• TASK BRIEF: Go through the records and count the lines where the string "Target" occurs. Reply with the number only.

SOURCE MATERIAL START

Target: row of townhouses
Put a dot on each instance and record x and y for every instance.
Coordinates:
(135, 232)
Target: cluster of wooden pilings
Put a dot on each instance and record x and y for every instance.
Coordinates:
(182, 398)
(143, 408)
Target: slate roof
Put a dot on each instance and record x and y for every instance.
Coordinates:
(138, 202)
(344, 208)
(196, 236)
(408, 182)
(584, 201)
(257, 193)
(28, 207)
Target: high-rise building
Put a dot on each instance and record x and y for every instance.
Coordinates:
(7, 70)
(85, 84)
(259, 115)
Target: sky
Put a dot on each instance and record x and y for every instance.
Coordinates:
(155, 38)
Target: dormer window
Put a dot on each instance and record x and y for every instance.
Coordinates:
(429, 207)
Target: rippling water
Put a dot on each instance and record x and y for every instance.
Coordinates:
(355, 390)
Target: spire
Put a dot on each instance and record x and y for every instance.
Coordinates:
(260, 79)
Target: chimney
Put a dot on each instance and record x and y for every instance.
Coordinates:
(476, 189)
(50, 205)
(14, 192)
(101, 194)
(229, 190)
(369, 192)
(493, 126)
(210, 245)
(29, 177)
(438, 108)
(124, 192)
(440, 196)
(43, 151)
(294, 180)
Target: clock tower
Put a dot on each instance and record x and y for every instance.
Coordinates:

SOURCE MATERIAL END

• ANSWER BOX: 10